== Short problem 1 ==
Shift every bounding-box coordinate in the answers of the records below by -41. Cover only the stretch from the first line of the records through the line containing "[384,164,445,244]", both ends included. Write out all those lines again, requests included, and leave the pictures out.

== Document ==
....................

That is why the handling of the 2013 Masters by the Augusta National Golf Club was so shocking and disappointing.
Augusta National dropped the ball several times last week, particularly around the implementation of the rules of the game, and as a result, the 2013 Masters might wind up being remembered more for Tiger Woods’ rules infraction than for Adam Scott becoming the first Australian in history to capture a green jacket.
It all began on Friday morning when 14-year-old Asian Amateur champion Tianlang Guuan was hit with a one-stroke penalty on the 17th hole for slow play. Guan’s group was put on the clock back at the 12th hole and Guan had taken 10 seconds too long to play his second shot on 17 after having to switch his club due to a change in wind direction.
About an hour after Guan came off the course, television coverage jumped to Tiger Woods’ group on the fourth tee where Woods was waiting to tee off while two other groups where standing on that exact same tee box also waiting to play the fourth hole.
Talk about a logjam on the tee. How is it possible that Guan was handed down a one-stroke penalty for slow play when someone or some group was playing slow enough that three groups were backed up on the fourth tee box?
The third of those four groups would have likely had to wait a close to 45 minutes just to hit their tee shots into the par-three fourth. Man, talk about slow play.
By all accounts, Guan’s group, which also consisted of Matteo Manassero and Ben Crenshaw, was indeed out of position and Guan did go over the time limit set for players once they have been put on the clock.
However, Guan’s group clearly wasn’t the only group out of position on Friday, and Guan also wasn’t the only slow player in the field last week.
It is unknown whether Augusta National was looking to make some form of a statement about slow play last week or not, but if it was, it did so at the worst possible time while choosing the worst possible target. Luckily Guan still snuck in under the cut line despite the one-stroke penalty he was assessed during his second round.
We didn’t know it at the time, but Guan’s penalty heard round the world was actually just a warm-up for the main event.
On Saturday morning, Augusta National made arguably it’s most controversial rules decision since 1958 when Arnold Palmer was granted free relief on 12th hole from a ball that was semi-plugged in the rough despite rules official Arthur Lacey explicitly telling Palmer that he was not entitled to take relief from that position.
Palmer played his first ball as it lied but then evoked rule 3-3a which states that if a player is in doubt about a ruling, he can drop a second ball and complete the hole with two balls. Palmer made a double bogey with his original ball and a par with his second ball.
The Masters Tournament Rules Committee later ruled that Palmer’s par with his second ball would count towards his final score, which of course was met with extreme disagreement from Lacey as well as Palmer’s playing partner Ken Venturi.
On Friday evening, Tiger Woods’ third shot into the par-five 15th hole struck the flag stick and ricocheted off into the lake right next to the Sarazen Bridge.

....................

== Short problem 2 ==
For each statement, say yes or no as to whether it agrees with the article on the 2013 Masters, and quote the deciding words of the article exactly. (a) Guan's group was put on the clock at the 12th hole. (b) Adam Scott was Palmer's playing partner in 1958. (c) Woods' third shot into the 15th hole struck the flag stick.

== Rows ==
....................

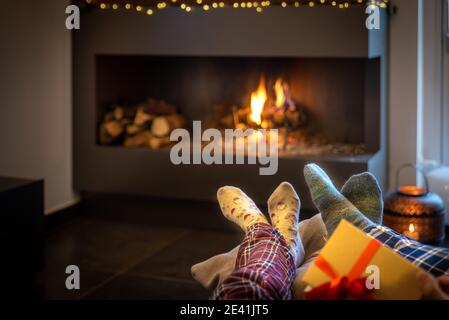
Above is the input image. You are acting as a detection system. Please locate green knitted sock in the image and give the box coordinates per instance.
[304,164,373,236]
[341,172,384,224]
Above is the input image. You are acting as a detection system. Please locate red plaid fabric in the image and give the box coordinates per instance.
[212,223,296,300]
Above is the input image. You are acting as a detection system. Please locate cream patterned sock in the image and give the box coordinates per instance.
[268,182,304,265]
[217,186,269,232]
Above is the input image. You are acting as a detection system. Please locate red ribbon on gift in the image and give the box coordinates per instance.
[305,239,381,300]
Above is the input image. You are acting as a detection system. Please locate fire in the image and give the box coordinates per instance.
[249,76,267,125]
[274,78,286,108]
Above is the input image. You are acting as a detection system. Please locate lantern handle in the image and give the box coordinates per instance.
[396,163,430,193]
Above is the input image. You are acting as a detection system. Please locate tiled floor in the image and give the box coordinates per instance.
[33,195,242,299]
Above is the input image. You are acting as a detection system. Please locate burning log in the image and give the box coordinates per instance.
[126,124,143,136]
[104,120,123,139]
[151,117,171,137]
[142,98,176,116]
[148,136,171,149]
[134,106,155,126]
[151,114,185,137]
[113,106,125,120]
[124,130,153,148]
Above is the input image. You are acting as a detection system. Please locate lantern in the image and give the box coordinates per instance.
[384,164,445,244]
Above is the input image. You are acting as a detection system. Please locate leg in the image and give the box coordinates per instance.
[212,223,296,300]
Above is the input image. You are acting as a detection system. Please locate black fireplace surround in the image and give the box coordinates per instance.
[74,9,386,209]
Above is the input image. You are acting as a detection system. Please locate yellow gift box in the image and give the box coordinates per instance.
[303,220,421,300]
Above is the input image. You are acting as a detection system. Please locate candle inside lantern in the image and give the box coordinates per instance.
[404,223,419,240]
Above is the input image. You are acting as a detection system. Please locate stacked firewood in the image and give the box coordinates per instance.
[99,98,186,149]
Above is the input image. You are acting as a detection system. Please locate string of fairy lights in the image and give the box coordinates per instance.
[81,0,390,15]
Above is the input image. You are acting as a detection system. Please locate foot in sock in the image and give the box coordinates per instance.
[341,172,384,224]
[217,186,269,232]
[304,164,373,236]
[268,182,304,265]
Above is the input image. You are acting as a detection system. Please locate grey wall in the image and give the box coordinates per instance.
[0,0,76,213]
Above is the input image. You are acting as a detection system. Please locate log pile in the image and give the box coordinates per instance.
[99,98,186,149]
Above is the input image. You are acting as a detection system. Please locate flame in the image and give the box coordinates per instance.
[274,78,286,108]
[249,76,267,125]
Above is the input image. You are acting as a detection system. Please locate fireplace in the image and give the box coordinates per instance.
[96,55,374,157]
[74,8,386,208]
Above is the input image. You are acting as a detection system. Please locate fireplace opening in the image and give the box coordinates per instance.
[96,55,380,157]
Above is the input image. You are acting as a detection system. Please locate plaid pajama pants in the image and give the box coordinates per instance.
[212,223,296,300]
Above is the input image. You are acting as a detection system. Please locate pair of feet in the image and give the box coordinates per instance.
[217,164,383,265]
[217,182,304,263]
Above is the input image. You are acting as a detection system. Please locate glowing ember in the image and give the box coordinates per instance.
[274,78,286,108]
[249,76,267,125]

....................

== Exercise response 1 ==
Above is the input image. You are acting as a detection system. Please locate green knitted sock in the image and give the box coordinates per instance.
[263,123,332,195]
[300,131,343,183]
Above is the input image. You are acting as a detection system. Please locate red plaid fabric in the image and give the box coordinates per instance.
[171,182,255,259]
Above is the input image. You are acting as a detection system. Please locate cream patterned sock in the image and give the box coordinates per instance.
[227,141,263,224]
[176,145,228,191]
Above is the input image. You are acting as a detection system. Please locate red ribbon on gift in the image and give the box coordinates per instance.
[264,198,340,259]
Above is the input image. You are acting as a detection system. Please locate fire in the image and give the box coordinates per instance.
[208,35,226,84]
[233,37,245,67]
Above is the input image. You are acting as a detection system. Please locate lantern handle in the image and give the box coordinates per instance.
[355,122,389,152]
Above is the input image. You are acting as a detection system. Please locate tiled floor in the image and give the box coordinates per instance.
[-8,154,201,258]
Above is the input image. You are acting as a detection system. Please locate burning log in the image and give the box coordinates per instance.
[85,83,102,95]
[63,79,82,98]
[110,76,130,96]
[101,57,135,75]
[107,95,130,108]
[93,65,114,85]
[110,73,144,96]
[72,65,84,79]
[83,89,112,107]
Above is the input image. You are acting as a detection system. Please locate lantern in the image and give the box coordinates per instance.
[343,123,404,203]

== Exercise response 2 ==
(a) Yes: "Guan’s group was put on the clock back at the 12th hole"
(b) No: "Palmer’s playing partner Ken Venturi"
(c) Yes: "Tiger Woods’ third shot into the par-five 15th hole struck the flag stick"